→ Aim of the exercise:
Answer these questions from the text on benefits class setup:
(a) By what percentage did support tickets go down?
(b) What does the system do with employees who match no rules?
(c) What can HR teams track about each rule change?
[begin Selected extract]
Compliance proof: drag-and-drop class conflict resolution, and a default safety net to prevent unassigned employees
Benefits mapping for all classes in a single, seamless view
Centralized dashboard with audit trails for real-time visibility and management.
Result & Impact
A new method to scale benefits management for all Benefits Admins:
42% reduction in support tickets
60% faster benefits setup time.
Supported compliance with evolving labor laws
laid the groundwork for reusable design logic across the broader Benefits Admin, and eventually in upcoming platform.
KEY SOLUTIONS
A New Class Configuration System for Scalable Benefits Management
We introduced a flexible 3-step configuration system that enables HR admins to sort workers into classes, assign benefits into classes in a single view and a dashboard to manage them all.
1.2 Creating classes easily with a rule (or not)
Admins could define classes like “Remote Design Team” or “Part-Time Sales” using logic based on location, role, tenure, etc.
If the rule engine is too complicated or when employees who don’t fit neatly into rule-based groups, admins can search, select, and override class logic on a per-person basis.
1.3 Reducing compliance risk by clarifying class priority
When employees match multiple classes, a clear priority drag& & drop allows admins to reorder and understand hierarchy instantly.
If employees match no rules, the system automatically assigns employees to a baseline "Default" group, ensuring that every employees would have a basic health insurance covered.
3.1 auditable Rule Changes with a transparent activity log
Every rule modification is time-stamped and logged, so HR teams can track what changed, when, and by whom. An essential for compliance audits and risk assessment.
[end Selected extract]
[begin Information supplied]
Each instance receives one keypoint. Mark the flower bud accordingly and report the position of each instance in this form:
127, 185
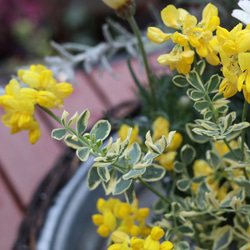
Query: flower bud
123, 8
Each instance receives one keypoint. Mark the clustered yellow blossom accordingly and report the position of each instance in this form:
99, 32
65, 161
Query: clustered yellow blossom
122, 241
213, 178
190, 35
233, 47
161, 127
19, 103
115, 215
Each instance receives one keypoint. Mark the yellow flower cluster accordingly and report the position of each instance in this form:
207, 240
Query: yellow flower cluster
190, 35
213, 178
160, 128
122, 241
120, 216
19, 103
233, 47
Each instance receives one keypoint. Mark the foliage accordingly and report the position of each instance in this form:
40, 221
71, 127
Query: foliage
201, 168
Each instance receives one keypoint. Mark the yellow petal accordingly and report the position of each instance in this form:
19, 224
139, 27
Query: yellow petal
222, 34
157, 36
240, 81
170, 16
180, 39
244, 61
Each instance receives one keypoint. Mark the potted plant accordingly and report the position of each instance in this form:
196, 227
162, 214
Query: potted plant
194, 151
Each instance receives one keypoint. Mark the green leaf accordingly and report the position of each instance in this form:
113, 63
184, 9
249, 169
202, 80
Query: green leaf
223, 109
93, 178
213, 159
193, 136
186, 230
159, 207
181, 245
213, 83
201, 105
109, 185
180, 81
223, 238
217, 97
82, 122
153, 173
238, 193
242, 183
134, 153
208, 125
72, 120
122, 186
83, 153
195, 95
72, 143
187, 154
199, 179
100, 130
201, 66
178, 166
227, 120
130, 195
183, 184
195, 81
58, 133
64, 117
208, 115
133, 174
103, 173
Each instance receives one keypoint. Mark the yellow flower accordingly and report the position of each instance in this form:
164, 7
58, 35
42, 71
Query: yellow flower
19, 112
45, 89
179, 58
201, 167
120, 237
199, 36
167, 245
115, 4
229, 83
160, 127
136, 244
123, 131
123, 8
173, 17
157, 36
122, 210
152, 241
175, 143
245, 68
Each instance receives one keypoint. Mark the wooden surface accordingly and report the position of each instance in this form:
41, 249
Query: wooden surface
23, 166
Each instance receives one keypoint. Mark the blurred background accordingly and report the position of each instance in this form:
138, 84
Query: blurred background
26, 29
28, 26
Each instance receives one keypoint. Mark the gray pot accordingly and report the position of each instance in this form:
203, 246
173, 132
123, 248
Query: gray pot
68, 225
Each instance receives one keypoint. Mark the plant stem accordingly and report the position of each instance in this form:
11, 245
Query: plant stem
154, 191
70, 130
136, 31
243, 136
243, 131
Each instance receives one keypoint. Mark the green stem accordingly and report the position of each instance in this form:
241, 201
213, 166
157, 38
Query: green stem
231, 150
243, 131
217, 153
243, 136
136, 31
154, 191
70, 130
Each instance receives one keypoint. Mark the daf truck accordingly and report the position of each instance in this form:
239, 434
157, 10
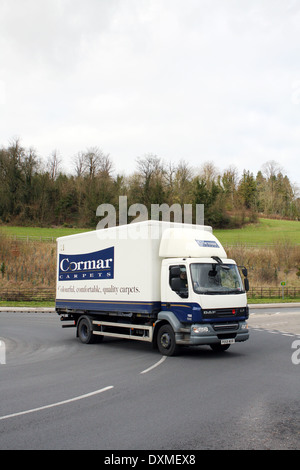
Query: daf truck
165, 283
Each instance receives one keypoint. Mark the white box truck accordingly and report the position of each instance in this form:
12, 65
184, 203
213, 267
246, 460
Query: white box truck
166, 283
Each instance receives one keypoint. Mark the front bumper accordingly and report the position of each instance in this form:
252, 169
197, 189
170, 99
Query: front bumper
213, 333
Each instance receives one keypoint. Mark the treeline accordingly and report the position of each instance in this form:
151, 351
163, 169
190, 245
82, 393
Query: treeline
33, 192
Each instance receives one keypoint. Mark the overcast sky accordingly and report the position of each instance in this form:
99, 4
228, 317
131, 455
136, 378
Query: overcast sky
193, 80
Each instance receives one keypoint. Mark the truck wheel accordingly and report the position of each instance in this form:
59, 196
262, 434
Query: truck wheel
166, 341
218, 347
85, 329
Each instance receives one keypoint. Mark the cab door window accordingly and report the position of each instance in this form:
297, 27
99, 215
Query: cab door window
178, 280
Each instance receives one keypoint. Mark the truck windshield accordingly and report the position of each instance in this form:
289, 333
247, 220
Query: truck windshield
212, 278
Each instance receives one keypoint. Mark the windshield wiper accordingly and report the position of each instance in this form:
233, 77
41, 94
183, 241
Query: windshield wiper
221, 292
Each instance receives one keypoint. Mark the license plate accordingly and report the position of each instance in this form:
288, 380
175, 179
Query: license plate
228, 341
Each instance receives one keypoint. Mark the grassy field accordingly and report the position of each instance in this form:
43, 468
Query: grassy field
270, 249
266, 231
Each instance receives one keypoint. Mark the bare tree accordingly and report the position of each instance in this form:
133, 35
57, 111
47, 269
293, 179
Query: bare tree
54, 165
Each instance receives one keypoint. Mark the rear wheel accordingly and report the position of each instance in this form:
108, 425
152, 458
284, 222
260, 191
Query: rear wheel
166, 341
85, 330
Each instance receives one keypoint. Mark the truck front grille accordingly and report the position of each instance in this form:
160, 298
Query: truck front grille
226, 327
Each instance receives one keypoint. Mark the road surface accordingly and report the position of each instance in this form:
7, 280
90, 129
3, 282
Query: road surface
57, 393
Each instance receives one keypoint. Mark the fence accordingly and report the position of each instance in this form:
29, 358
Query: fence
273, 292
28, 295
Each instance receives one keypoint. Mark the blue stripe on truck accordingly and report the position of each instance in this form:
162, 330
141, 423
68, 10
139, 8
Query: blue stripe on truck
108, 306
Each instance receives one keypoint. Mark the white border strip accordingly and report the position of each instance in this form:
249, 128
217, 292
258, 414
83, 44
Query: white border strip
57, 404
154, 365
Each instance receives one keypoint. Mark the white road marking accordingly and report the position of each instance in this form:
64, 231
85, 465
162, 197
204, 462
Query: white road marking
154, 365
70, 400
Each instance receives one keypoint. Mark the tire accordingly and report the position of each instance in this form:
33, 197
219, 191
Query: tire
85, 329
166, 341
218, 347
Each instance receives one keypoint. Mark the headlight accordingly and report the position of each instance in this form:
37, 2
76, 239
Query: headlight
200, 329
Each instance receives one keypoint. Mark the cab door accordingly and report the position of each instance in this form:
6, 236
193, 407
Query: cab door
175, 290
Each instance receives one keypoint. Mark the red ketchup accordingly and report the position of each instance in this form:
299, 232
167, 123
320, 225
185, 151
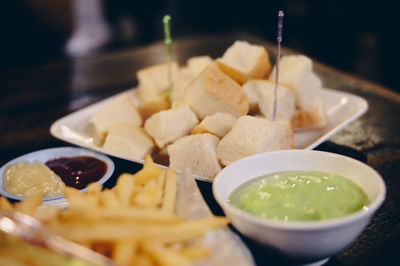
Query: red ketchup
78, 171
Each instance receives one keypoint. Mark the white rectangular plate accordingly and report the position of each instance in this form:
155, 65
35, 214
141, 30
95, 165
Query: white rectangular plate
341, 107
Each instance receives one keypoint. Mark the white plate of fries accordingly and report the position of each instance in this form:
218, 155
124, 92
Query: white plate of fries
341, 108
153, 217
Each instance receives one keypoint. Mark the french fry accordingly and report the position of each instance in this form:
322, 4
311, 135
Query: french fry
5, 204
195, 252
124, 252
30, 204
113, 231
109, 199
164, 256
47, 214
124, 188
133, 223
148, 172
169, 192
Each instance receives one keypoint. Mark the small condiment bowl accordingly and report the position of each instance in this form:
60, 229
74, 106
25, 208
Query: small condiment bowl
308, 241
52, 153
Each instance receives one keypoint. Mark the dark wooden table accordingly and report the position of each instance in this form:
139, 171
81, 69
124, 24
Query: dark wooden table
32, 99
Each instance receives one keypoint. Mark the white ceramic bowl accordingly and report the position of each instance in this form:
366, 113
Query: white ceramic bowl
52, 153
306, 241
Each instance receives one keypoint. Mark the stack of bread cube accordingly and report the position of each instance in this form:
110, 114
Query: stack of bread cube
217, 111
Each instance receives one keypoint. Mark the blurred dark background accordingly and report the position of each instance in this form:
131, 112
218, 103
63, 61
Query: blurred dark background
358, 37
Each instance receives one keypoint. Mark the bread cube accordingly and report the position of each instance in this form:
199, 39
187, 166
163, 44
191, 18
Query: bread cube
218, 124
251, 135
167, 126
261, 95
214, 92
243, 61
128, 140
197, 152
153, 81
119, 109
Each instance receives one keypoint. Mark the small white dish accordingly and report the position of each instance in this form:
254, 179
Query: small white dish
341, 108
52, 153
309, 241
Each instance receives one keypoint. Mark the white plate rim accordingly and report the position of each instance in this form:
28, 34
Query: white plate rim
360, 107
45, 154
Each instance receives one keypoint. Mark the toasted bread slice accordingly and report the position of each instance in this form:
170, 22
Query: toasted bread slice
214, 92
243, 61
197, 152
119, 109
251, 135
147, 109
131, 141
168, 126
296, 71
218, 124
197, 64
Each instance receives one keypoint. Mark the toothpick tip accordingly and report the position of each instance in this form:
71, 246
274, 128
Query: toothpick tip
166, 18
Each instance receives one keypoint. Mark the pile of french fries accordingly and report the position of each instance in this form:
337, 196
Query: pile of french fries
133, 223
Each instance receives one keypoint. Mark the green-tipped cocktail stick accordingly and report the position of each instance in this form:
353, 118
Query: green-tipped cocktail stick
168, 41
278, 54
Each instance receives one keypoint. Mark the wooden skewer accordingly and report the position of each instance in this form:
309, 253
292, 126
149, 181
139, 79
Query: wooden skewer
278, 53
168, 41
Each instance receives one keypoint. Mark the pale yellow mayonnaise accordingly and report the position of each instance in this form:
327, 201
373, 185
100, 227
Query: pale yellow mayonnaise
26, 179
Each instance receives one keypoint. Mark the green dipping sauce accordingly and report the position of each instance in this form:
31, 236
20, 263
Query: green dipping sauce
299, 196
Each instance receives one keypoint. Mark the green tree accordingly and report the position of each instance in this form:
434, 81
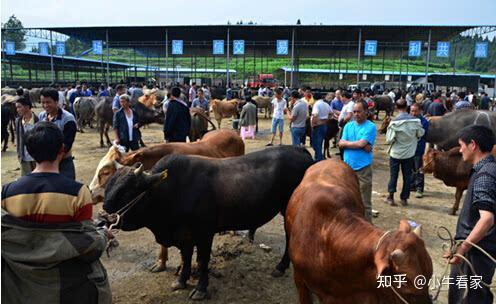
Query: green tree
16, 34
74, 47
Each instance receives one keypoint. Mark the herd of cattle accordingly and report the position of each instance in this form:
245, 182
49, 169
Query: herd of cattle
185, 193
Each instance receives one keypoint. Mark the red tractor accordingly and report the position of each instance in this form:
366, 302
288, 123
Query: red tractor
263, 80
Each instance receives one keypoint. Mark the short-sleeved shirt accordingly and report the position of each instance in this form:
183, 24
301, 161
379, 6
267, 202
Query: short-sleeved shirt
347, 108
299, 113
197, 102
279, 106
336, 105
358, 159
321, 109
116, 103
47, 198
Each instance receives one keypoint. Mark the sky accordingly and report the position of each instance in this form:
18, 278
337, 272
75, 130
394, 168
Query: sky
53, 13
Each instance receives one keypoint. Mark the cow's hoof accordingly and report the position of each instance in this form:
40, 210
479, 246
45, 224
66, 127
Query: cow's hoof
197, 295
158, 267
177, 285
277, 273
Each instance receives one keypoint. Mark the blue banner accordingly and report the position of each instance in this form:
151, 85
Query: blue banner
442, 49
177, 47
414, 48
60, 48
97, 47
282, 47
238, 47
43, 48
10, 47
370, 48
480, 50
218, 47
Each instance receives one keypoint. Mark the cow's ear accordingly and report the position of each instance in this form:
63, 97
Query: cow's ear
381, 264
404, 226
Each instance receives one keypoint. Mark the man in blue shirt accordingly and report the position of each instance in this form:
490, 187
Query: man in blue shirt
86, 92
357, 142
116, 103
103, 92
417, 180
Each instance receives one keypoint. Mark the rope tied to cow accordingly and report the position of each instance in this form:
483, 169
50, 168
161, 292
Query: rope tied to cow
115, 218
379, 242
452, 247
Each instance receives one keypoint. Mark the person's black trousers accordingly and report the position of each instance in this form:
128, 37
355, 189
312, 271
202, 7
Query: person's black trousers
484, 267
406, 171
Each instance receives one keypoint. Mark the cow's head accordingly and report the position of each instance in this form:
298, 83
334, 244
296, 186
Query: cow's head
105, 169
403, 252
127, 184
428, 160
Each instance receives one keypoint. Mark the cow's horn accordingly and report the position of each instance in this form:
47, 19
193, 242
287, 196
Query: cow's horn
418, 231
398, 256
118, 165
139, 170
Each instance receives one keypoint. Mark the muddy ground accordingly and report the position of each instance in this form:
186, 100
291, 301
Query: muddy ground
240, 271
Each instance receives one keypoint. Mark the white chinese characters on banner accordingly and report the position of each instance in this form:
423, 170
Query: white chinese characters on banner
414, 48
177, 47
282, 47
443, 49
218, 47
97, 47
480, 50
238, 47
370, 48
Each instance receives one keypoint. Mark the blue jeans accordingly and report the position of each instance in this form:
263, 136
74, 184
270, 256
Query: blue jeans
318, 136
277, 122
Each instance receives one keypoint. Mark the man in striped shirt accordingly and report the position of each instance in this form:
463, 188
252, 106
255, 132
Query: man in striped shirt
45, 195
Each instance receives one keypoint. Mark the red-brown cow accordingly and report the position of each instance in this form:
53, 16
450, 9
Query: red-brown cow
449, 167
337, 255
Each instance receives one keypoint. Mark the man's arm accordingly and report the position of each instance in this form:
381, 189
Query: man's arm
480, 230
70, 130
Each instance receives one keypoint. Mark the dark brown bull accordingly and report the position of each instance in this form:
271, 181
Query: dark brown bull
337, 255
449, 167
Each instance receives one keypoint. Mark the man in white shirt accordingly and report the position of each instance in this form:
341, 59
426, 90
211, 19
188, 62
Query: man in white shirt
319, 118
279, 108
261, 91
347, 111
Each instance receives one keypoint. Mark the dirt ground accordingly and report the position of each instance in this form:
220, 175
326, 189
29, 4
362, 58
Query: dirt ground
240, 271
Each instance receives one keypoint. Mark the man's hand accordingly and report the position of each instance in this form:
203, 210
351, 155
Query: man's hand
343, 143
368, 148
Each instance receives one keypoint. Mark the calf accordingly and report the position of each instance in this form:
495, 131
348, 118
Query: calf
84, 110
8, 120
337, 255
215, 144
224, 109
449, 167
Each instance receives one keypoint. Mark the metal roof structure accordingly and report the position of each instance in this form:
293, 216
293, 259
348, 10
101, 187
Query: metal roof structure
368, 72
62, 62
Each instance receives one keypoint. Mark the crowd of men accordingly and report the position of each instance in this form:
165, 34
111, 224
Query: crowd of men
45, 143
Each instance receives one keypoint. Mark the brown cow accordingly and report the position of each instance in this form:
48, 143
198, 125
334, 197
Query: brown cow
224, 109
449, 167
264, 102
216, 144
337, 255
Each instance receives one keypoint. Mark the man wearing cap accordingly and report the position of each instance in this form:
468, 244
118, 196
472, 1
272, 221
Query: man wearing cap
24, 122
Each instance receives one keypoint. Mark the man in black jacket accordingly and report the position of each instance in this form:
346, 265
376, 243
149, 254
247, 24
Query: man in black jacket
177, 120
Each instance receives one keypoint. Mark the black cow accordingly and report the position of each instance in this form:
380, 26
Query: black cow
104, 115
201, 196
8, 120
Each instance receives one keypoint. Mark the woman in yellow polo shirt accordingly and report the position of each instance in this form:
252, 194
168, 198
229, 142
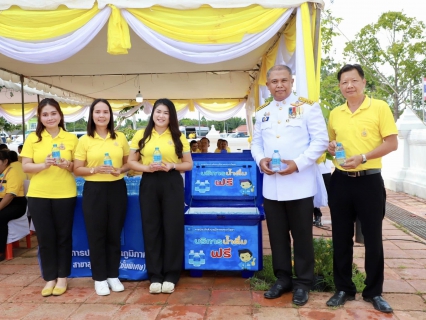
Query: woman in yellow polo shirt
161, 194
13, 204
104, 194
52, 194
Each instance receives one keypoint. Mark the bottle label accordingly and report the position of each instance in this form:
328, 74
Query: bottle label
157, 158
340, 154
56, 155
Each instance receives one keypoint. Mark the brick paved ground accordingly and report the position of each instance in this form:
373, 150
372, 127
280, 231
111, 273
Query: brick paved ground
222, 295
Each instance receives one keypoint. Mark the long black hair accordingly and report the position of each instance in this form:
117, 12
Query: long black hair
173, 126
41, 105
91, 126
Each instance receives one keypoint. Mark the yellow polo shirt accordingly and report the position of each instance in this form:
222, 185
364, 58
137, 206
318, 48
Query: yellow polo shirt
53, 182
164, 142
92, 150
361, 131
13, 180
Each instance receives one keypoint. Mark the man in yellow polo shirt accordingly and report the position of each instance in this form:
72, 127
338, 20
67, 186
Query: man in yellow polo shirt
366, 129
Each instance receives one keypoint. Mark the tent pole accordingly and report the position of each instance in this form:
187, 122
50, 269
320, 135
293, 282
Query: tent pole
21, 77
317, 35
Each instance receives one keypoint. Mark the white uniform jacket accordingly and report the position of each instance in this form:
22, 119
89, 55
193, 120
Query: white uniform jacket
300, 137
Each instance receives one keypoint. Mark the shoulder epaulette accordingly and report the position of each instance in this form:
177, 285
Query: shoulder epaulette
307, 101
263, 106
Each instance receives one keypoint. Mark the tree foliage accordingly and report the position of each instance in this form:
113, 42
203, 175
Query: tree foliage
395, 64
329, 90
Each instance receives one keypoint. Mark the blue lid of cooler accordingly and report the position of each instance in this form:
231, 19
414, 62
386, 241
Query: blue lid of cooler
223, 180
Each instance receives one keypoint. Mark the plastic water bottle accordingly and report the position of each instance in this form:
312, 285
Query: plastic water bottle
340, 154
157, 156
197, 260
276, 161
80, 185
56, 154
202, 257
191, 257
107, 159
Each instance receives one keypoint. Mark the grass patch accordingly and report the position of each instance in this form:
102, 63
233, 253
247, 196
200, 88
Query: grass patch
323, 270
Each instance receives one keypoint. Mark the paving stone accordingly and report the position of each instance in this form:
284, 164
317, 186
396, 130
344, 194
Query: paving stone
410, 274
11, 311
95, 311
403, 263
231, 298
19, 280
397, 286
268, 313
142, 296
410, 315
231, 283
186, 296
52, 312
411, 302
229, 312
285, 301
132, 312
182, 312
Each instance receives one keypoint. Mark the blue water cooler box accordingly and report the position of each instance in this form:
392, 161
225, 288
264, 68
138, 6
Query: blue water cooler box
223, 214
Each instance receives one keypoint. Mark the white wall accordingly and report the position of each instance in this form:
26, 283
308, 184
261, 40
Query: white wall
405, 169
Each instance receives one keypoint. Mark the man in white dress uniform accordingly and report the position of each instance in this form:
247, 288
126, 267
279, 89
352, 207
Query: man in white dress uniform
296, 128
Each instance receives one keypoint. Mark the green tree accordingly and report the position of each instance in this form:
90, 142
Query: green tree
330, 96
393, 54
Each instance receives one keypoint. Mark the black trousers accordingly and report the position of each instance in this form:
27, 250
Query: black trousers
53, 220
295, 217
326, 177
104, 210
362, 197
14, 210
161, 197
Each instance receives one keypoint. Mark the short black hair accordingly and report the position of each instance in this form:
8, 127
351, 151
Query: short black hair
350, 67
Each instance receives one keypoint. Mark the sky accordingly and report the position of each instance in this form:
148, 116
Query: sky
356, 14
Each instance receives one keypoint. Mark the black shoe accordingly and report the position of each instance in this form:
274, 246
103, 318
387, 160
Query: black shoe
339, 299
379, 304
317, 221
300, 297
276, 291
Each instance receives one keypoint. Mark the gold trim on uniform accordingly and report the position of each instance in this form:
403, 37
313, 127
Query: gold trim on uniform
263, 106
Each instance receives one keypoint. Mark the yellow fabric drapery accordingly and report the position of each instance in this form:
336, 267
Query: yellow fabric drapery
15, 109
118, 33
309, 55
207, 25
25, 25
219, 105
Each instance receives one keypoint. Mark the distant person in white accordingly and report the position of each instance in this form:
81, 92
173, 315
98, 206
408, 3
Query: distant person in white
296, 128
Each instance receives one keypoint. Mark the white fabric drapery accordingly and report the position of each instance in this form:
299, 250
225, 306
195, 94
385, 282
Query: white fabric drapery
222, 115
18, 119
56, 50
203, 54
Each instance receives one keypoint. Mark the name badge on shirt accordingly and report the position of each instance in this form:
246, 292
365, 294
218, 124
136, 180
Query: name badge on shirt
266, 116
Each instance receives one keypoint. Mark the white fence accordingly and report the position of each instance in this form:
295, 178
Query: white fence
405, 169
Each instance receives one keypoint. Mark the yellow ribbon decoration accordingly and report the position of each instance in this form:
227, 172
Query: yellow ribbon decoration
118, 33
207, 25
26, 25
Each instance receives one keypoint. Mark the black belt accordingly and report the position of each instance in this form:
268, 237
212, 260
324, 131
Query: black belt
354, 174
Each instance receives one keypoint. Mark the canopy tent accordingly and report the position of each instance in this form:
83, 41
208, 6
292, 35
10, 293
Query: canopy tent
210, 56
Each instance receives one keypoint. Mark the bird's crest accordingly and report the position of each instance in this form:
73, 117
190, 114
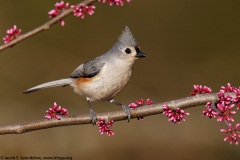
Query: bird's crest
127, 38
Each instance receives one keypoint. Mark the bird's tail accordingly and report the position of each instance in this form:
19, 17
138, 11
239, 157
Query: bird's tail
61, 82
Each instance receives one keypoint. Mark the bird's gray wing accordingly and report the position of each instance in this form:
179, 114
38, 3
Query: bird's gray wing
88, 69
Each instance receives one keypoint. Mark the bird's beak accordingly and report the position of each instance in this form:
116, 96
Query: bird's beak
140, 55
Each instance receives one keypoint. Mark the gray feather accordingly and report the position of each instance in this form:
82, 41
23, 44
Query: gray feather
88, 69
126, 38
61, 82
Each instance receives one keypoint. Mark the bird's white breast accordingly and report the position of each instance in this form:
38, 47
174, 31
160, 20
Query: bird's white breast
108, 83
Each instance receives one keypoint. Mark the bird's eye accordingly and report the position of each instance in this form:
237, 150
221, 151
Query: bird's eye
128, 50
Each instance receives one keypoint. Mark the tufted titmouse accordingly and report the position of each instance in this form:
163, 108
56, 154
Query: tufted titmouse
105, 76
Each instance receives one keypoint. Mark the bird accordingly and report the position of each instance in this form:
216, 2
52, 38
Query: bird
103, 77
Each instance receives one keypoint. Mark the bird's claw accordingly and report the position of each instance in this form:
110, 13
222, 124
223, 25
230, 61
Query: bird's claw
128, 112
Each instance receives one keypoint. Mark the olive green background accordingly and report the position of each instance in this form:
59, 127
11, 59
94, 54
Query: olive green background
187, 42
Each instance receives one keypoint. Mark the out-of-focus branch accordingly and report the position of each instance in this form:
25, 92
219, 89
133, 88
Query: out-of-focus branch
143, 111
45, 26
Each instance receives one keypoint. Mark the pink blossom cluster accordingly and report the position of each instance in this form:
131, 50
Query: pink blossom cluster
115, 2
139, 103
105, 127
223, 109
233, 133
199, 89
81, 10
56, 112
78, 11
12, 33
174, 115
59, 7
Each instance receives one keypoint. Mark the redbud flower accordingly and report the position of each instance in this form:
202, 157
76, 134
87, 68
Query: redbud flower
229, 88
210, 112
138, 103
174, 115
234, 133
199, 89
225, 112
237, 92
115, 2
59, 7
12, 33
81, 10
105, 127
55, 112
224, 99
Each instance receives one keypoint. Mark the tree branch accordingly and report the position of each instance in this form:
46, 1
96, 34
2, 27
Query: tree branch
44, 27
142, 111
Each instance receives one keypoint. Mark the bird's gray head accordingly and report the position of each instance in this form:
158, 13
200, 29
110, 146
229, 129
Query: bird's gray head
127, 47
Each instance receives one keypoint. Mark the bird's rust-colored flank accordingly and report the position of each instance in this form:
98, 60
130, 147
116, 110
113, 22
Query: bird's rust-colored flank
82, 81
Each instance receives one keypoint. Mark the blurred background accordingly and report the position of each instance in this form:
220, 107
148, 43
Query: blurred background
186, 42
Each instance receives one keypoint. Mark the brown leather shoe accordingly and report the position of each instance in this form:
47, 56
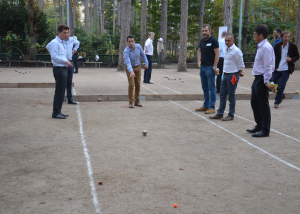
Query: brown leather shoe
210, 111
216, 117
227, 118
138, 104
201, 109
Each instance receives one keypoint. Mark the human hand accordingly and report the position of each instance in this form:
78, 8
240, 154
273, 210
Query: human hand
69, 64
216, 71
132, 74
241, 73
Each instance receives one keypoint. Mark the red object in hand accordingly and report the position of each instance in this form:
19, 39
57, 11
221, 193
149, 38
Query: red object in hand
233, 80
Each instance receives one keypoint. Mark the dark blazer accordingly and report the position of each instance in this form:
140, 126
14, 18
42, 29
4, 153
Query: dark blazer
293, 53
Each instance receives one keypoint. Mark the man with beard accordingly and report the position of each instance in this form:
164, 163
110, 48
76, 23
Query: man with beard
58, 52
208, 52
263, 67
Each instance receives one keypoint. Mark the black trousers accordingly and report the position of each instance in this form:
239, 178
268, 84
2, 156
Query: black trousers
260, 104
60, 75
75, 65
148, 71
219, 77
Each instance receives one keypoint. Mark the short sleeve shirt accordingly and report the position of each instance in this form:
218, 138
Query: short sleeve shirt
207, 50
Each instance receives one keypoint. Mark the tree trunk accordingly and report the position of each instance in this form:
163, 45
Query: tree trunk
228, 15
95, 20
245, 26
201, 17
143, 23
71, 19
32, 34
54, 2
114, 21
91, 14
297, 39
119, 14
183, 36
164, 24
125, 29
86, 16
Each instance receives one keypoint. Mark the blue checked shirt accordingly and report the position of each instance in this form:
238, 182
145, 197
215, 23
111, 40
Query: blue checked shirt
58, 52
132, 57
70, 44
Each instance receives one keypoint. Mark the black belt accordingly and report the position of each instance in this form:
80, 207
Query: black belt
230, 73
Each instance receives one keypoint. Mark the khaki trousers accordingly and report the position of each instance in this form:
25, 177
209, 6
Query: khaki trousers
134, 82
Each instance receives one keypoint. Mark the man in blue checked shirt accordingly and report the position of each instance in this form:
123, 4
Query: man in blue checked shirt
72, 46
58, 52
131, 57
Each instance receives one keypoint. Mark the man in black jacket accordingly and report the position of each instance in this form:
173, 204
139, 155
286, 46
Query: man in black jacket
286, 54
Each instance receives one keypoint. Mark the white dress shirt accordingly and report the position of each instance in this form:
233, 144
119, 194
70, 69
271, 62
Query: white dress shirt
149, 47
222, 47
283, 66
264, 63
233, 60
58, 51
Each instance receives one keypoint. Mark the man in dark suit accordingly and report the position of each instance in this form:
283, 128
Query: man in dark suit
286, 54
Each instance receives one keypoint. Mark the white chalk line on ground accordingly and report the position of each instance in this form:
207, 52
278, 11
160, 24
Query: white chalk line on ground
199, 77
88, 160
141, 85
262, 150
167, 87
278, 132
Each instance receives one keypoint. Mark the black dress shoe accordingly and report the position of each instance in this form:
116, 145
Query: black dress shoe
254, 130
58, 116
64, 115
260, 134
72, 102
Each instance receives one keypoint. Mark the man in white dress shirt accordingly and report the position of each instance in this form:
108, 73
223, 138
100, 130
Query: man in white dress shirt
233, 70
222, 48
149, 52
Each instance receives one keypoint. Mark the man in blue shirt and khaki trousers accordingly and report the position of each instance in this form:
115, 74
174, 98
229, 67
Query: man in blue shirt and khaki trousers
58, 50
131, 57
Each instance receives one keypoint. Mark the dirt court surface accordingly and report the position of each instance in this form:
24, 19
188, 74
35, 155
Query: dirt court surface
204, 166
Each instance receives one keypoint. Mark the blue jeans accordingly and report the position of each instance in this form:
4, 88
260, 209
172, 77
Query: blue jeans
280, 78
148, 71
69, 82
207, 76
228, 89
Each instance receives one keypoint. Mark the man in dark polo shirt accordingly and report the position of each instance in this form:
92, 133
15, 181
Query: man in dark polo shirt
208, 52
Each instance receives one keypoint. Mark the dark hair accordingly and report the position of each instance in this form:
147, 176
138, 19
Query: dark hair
[end Information supplied]
→ Written response:
(a) 42%
(b) It automatically assigns them to a baseline "Default" group, so every employee has basic health insurance coverage.
(c) What changed, when, and by whom.